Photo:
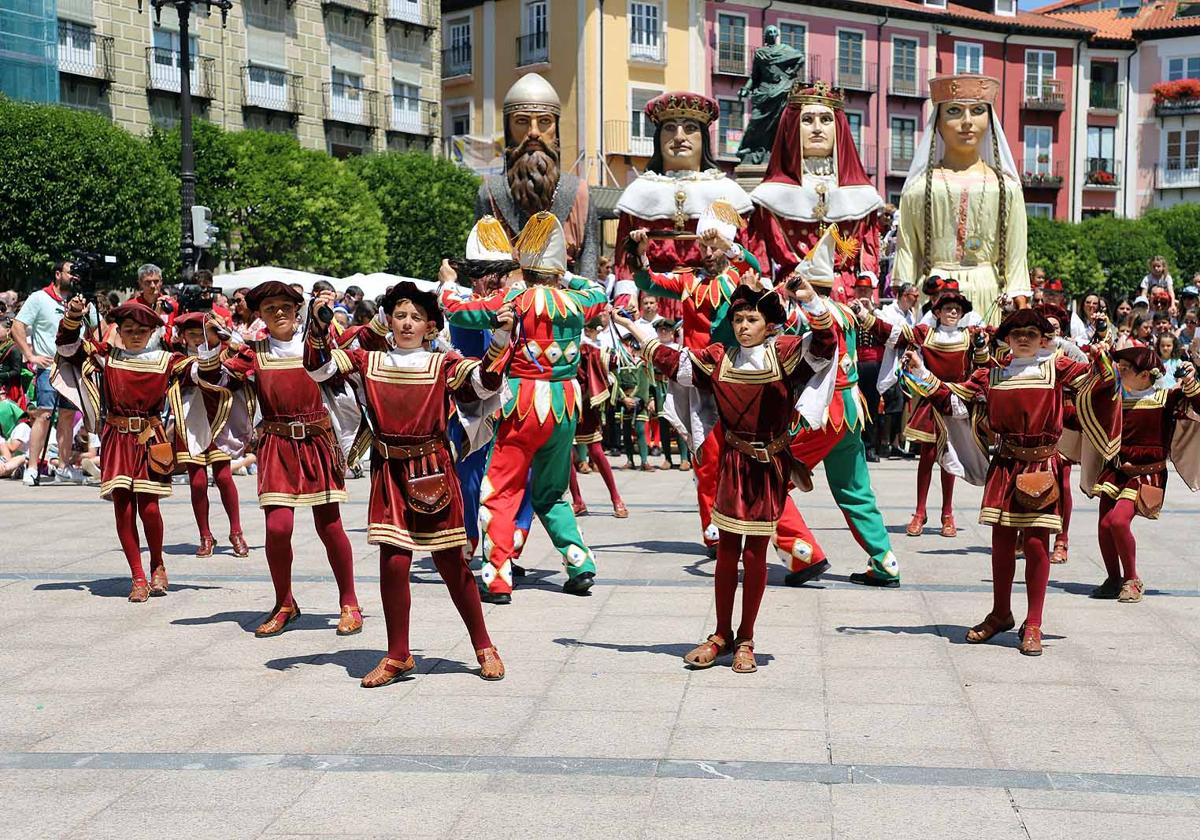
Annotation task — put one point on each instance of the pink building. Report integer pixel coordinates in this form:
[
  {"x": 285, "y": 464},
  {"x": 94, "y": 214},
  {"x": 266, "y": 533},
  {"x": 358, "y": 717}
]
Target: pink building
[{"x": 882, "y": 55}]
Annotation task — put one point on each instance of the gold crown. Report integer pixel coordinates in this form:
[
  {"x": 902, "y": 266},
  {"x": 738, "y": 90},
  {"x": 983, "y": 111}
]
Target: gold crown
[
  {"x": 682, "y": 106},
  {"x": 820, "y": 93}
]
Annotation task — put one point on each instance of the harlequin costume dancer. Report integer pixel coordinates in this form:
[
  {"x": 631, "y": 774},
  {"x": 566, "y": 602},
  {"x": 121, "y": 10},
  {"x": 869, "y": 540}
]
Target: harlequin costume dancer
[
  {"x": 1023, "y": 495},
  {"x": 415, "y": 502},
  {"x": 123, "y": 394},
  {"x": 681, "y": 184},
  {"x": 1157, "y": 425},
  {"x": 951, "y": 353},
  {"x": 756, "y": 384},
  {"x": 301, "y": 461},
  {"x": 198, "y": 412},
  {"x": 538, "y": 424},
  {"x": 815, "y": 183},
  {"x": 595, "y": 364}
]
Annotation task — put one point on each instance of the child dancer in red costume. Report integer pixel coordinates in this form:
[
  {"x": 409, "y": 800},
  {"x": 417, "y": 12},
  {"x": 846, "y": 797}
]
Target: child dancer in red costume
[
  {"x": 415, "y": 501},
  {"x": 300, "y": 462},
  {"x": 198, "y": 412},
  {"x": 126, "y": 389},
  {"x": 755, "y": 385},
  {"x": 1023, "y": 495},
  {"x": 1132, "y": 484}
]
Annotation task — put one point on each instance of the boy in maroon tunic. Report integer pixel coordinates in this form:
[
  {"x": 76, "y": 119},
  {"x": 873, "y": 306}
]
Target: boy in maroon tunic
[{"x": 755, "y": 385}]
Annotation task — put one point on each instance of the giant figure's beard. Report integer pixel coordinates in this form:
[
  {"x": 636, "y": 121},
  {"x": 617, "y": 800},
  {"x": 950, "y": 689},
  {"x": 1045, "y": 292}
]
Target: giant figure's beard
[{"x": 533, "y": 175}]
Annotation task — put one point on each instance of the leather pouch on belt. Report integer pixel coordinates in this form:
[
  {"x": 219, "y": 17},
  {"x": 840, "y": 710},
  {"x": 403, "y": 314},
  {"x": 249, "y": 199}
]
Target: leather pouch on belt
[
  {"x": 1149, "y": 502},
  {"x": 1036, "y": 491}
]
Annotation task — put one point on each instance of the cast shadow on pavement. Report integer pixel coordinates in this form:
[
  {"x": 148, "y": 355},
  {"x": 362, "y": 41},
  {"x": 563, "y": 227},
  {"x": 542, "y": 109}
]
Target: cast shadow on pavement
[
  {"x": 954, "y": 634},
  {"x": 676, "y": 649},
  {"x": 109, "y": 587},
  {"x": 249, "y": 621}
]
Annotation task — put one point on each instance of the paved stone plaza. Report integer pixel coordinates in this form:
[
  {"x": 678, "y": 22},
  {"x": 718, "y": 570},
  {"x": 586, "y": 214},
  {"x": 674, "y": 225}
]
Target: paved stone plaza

**Assignment:**
Give the number of lines in the entries above that contain the string "paved", and nothing more.

**Solution below:**
2